§ Énoncé 1: Recopiez sans changement le passage de l'arrêt qui commence aux mots « Sur la base » et s'arrête après les mots « contre B. et P. ».
§ Énoncé 2: Combien de lignes des enregistrements contiennent le mot « pine » ? Donnez seulement le nombre.

§ Extrait du texte:
□ □ □

Sammlung der Entscheidungen des Schweizerischen Bundesgerichts
Collection des arrêts du Tribunal fédéral suisse
Raccolta delle decisioni del Tribunale federale svizzero

BGE 119 IV 44



119 IV 44

8. Extrait de l'arrêt de la Cour de cassation pénale du 15 mars 1993 dans
la cause B. c. G. (pourvoi en nullité) Regeste

    Legitimation im Falle einer Strafbefreiung.

    Wer zwar von Strafe befreit, aber schuldig gesprochen worden ist,
kann den Schuldspruch anfechten (E. 1a).

    Art. 173 Ziff. 2 StGB; Üble Nachrede, Bedeutung des
Gutglaubensbeweises.

    Ist der Gutglaubensbeweis erbracht, ist ein Schuldvorwurf
ausgeschlossen; der Richter darf nicht schuldig sprechen und bloss von
Strafe befreien (E. 3).

Sachverhalt

    A.- Ayant appris qu'il n'y aurait pas de Fête des vendanges de la Côte
en 1991 en raison des mauvais résultats financiers de la manifestation en
1990, le journaliste P. téléphona à B., président du comité de la Fête des
vendanges, pour lui demander des explications. B. lui déclara alors que le
comité rencontrait des difficultés avec G., que celui-ci n'avait toujours
pas rendu les comptes que l'on attendait de lui, qu'un "trou financier"
restait inexpliqué et que si le comité n'obtenait pas satisfaction de G.,
il se réservait la possibilité d'agir en justice contre lui. Il a ajouté
que G. n'avait pas oublié de se payer ce qu'il avait estimé être son dû
pour l'exécution de son mandat.

    Sur la base de cette conversation téléphonique, mais sans s'être
préalablement entretenu avec G. qu'il avait essayé en vain d'atteindre,
P. fit paraître un article intitulé "Les raisins de la colère", relatant
les informations données par B. et employant notamment les termes "un
curieux trou de 100'000 francs", "difficiles explications". B. n'a pas
contesté avoir parlé au journaliste d'un "curieux trou".

    G. déposa plainte contre B. et P.

□ □ □

Entrées enregistrées
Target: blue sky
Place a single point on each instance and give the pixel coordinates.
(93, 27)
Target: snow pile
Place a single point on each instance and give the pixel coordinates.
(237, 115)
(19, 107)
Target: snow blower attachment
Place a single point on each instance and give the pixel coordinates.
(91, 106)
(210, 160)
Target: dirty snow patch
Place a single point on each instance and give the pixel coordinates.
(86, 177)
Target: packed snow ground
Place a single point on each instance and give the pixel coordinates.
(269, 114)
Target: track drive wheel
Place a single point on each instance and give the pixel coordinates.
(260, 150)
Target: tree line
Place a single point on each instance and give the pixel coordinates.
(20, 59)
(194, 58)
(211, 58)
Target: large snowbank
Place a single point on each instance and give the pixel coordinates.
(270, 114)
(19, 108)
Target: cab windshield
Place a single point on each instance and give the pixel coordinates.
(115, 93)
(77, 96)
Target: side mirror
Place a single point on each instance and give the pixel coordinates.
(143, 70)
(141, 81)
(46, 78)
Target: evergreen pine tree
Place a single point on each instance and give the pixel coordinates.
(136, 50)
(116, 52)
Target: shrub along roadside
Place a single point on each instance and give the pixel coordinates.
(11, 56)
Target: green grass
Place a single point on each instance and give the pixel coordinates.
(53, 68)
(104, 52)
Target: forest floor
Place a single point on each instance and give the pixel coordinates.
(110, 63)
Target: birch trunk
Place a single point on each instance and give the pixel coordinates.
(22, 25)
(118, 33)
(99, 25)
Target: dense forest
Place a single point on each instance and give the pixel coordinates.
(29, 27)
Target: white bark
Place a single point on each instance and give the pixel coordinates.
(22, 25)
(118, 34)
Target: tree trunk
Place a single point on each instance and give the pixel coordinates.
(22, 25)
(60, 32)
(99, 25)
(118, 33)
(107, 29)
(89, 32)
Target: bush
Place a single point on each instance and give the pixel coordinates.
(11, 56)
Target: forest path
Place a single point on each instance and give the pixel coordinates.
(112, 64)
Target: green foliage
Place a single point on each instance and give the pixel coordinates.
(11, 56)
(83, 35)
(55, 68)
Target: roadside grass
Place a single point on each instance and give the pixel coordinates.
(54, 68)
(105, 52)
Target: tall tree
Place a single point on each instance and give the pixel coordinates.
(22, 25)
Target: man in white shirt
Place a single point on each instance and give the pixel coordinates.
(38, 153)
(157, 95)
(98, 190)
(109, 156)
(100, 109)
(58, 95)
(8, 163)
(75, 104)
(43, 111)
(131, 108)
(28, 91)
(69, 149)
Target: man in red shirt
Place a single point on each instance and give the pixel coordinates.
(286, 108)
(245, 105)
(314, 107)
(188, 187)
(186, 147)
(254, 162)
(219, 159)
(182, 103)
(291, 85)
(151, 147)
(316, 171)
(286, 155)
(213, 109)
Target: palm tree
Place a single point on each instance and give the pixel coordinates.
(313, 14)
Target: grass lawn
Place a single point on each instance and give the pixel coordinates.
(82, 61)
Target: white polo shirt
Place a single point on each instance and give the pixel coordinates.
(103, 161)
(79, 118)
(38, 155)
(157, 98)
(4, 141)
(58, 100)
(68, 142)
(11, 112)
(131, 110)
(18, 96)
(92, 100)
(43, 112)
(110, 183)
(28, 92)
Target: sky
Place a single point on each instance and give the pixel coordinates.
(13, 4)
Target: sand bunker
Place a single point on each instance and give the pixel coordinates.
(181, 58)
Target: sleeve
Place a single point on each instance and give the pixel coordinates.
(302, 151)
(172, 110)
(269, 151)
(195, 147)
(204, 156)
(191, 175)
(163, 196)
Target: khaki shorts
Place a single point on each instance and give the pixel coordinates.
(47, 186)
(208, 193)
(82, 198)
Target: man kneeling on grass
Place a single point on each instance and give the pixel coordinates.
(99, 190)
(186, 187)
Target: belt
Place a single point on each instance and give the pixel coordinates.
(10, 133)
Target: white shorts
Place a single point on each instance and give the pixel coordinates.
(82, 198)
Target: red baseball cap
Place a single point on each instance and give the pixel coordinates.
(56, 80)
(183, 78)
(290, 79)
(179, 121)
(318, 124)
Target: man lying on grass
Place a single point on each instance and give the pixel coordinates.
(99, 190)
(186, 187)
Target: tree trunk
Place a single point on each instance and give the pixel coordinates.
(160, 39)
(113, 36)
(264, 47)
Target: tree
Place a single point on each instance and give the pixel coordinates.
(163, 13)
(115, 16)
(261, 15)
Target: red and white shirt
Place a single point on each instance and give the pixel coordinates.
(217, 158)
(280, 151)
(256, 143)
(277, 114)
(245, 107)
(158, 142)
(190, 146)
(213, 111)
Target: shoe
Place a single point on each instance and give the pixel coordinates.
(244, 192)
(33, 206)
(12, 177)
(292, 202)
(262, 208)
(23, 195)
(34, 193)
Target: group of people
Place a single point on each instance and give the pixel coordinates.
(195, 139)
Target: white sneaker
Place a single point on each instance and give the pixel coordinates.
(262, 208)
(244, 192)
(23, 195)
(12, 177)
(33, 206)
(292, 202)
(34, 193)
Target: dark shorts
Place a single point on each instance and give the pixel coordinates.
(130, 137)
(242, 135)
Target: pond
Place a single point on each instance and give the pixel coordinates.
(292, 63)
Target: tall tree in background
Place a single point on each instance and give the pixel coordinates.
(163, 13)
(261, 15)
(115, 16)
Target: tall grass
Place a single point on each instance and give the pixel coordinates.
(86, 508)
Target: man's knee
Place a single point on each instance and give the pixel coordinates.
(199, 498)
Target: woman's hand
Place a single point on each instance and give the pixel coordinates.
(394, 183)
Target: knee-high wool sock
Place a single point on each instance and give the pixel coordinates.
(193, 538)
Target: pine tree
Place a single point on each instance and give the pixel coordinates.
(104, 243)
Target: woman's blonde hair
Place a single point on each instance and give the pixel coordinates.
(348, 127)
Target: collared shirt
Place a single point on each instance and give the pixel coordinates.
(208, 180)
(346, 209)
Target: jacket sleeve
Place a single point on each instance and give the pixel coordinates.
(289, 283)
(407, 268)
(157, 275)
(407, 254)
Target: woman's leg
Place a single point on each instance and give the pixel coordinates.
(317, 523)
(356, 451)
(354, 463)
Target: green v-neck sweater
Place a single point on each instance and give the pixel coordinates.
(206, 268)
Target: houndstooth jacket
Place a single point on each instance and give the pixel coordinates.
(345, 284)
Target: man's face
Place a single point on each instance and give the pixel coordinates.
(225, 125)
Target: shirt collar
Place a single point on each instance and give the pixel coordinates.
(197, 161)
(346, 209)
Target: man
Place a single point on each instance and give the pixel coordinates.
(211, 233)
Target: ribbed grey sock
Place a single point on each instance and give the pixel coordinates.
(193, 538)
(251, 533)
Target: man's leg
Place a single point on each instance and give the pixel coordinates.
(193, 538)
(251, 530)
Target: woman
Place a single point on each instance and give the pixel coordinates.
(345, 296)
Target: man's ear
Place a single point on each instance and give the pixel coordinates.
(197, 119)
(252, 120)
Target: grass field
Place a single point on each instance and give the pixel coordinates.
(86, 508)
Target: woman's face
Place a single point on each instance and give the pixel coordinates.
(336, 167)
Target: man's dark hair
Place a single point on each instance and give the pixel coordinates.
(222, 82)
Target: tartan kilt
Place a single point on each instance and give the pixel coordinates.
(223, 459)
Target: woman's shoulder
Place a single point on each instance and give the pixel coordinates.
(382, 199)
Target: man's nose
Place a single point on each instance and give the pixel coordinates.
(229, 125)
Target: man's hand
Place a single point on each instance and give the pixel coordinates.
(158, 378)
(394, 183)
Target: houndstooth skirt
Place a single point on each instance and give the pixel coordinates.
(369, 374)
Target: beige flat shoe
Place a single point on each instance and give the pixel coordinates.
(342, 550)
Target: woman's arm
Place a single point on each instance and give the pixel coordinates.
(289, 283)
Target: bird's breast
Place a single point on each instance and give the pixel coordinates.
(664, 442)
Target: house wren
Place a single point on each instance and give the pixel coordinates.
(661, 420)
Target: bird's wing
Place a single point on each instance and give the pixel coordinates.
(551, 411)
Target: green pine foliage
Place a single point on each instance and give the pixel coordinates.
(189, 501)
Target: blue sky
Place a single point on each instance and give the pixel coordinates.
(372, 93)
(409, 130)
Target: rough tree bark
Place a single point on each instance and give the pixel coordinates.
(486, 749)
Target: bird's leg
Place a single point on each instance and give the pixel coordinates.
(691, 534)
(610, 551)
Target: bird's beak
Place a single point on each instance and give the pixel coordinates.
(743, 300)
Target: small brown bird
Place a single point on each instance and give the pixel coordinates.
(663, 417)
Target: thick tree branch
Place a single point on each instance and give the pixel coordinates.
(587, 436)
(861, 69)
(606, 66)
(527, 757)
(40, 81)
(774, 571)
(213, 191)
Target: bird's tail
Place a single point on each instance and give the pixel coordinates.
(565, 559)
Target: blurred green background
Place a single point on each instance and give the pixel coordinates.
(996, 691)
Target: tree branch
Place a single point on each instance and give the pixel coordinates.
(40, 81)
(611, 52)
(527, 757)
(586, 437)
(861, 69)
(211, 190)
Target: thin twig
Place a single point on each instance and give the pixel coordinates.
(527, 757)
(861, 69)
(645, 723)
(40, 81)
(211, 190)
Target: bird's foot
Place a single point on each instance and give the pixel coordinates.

□ □ □

§ Réponse complète 1:
Sur la base de cette conversation téléphonique, mais sans s'être
préalablement entretenu avec G. qu'il avait essayé en vain d'atteindre,
P. fit paraître un article intitulé "Les raisins de la colère", relatant
les informations données par B. et employant notamment les termes "un
curieux trou de 100'000 francs", "difficiles explications". B. n'a pas
contesté avoir parlé au journaliste d'un "curieux trou".

    G. déposa plainte contre B. et P.

§ Réponse complète 2: 3